■ Énoncé 1: Dans le texte sur Serge Krewiss, à quel peintre sont attribuées les Trois Grâces dont l'artiste propose une version plastique ?
■ Énoncé 2: D'après le texte sur Serge Krewiss, quel penchant de l'artiste accompagne la façon dont il traite les bouteilles d'eau ? Répondez en une à trois phrases.
■ Énoncé 3: Poursuivez le texte sur Serge Krewiss après la question qui le termine.

Serge Krewiss : l’Art mis en bouteilles
Serge Krewiss est un artiste qui se plaît à décliner les bouteilles d’eau sous toutes leurs formes. Amoureux des reflets et des transparences, il confère à ces objets du quotidien des sentiments, pour ne pas dire une âme, et s’amuse à leur faire revisiter les classiques de la peinture. Entre une Madone en majesté, un remake de La Cène et une version plastique des Trois Grâces de Raphaël, son exploration nous entraine avec autant d’humour que de talent dans un monde aqueux et surréaliste.
Florence Gopikian Yérémian : Comment est née la thématique des bouteilles dans votre parcours pictural ?

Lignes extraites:
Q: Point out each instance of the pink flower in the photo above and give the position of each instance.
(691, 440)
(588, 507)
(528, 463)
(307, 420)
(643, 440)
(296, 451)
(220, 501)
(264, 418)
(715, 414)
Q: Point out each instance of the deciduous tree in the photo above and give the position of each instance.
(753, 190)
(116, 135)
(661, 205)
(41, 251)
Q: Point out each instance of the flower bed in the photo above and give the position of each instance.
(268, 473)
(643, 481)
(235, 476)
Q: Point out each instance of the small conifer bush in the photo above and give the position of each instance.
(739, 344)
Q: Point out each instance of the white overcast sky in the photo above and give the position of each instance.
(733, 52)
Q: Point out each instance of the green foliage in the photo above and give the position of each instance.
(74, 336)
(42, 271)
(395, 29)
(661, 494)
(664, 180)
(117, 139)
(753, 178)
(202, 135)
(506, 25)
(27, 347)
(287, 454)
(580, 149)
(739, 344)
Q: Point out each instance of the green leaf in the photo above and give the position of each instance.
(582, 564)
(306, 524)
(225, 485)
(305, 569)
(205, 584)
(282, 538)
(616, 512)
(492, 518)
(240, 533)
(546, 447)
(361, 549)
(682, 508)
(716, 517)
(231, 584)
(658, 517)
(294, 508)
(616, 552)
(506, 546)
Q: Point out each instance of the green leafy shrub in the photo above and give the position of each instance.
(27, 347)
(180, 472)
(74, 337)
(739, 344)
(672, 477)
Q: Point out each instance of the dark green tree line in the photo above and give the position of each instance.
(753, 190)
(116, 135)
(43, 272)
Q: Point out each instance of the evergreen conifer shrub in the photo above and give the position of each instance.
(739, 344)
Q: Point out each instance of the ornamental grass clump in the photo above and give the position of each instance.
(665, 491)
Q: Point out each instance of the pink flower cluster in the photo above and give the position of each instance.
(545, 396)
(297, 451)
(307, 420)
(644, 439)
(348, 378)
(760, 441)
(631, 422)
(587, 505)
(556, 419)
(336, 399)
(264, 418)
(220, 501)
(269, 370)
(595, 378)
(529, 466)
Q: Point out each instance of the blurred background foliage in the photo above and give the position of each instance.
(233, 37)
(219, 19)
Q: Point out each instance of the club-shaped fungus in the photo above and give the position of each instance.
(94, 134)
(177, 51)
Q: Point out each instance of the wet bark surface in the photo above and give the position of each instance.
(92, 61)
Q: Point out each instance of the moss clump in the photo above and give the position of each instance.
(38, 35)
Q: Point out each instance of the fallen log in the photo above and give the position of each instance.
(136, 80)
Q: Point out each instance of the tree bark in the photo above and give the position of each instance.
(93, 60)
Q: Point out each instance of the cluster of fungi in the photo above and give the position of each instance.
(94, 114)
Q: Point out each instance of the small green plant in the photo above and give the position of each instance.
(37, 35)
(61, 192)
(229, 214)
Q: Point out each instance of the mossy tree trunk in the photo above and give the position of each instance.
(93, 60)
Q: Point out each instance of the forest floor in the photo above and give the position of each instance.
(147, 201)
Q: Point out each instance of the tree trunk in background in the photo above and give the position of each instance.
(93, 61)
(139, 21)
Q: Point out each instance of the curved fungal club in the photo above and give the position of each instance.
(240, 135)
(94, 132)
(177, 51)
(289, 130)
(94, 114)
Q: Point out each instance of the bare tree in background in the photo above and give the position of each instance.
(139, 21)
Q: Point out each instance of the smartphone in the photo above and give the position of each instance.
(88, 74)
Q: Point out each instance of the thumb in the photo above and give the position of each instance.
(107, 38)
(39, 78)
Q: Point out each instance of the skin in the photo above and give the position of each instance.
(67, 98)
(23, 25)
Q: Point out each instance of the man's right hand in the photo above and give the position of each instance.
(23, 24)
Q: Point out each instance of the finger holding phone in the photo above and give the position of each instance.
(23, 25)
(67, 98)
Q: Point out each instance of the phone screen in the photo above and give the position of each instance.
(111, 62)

■ Réponse 1: À Raphaël.

■ Réponse 2: Le texte présente Serge Krewiss comme amoureux des reflets et des transparences. C'est ainsi qu'il confère à ces objets du quotidien des sentiments, voire une âme, et qu'il s'amuse à leur faire revisiter les classiques de la peinture.

■ Réponse 3:
Serge Krewiss : Il y a une dizaine d’années, je cherchais à maîtriser la transparence et je me suis mis à peindre une carafe d’eau. Très vite mon esprit s’est ennuyé et mon regard s’est porté sur une bouteille d’Hépar qui se trouvait à proximité. Mon pinceau a alors commencé à l’explorer et il ne s’est plus arrêté : cela fait 8 ans que je peins des bouteilles en plastique ! Cet objet quotidien peut sembler banal et anodin mais il regroupe en lui seul toutes les difficultés que l’on peut rencontrer en peinture à l’huile : le dessin, la lumière et la transparence.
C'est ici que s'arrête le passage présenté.